*TEXT EXCERPT*
# Best Month Ever!



## Anita Martin (Dec 26, 2007)

So far this month I've made about 3-4 times the amount of money I made selling soap last year at Christmas! I've got lots and lots of soaps this year. Lots of great smelling stuff, plenty of lavender and lavender blends and patchouli blends, plus other great sellers. More internet orders too, plus of course those trimming clients who order from me all the time. Wish I had done more lotions and a few other things, but the best thing I think that helped sell so much more soap was the bigger variety of tried and true soaps. Last year I ordered a bunch of fragrances I'd never tried, (and won't again) and although I did well at my market, this year has been so much better. 

My packaging is better too, and I'm using a better, and cheaper, recipe. 

What things have helped your sales improve this year over previous years?

*WHAT TO DO*
• A. Reproduce the soap sales post above, everything from "## Anita Martin" down to "and cheaper, recipe.".
• B. According to the soap sales post, how does the money made selling soap so far this month compare with last year at Christmas?

*GIVEN INFORMATION*
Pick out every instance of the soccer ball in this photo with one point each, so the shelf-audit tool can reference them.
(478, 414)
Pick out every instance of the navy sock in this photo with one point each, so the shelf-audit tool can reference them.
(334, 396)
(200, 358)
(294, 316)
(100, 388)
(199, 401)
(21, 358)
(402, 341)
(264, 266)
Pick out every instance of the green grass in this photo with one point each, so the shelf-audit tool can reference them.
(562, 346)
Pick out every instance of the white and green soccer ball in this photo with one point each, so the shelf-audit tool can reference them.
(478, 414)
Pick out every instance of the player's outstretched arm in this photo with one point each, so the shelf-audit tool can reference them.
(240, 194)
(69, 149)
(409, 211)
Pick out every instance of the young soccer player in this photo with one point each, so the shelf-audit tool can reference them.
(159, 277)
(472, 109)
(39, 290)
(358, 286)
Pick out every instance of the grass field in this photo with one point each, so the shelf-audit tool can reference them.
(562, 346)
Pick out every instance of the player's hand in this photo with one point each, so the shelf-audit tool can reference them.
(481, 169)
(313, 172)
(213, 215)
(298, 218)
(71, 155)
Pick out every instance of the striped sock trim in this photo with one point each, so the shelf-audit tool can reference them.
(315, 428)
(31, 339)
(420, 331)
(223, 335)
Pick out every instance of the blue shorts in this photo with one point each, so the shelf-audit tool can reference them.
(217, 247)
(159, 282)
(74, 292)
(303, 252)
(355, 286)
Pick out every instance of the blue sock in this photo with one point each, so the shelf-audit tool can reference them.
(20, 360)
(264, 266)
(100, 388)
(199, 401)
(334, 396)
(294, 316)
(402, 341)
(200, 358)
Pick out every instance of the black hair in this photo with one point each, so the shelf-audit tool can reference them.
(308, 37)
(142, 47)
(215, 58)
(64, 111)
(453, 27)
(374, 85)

*EXERCISE RESULTS*
• A.
## Anita Martin (Dec 26, 2007)

So far this month I've made about 3-4 times the amount of money I made selling soap last year at Christmas! I've got lots and lots of soaps this year. Lots of great smelling stuff, plenty of lavender and lavender blends and patchouli blends, plus other great sellers. More internet orders too, plus of course those trimming clients who order from me all the time. Wish I had done more lotions and a few other things, but the best thing I think that helped sell so much more soap was the bigger variety of tried and true soaps. Last year I ordered a bunch of fragrances I'd never tried, (and won't again) and although I did well at my market, this year has been so much better. 

My packaging is better too, and I'm using a better, and cheaper, recipe.

• B. It is about 3-4 times the amount made last year at Christmas.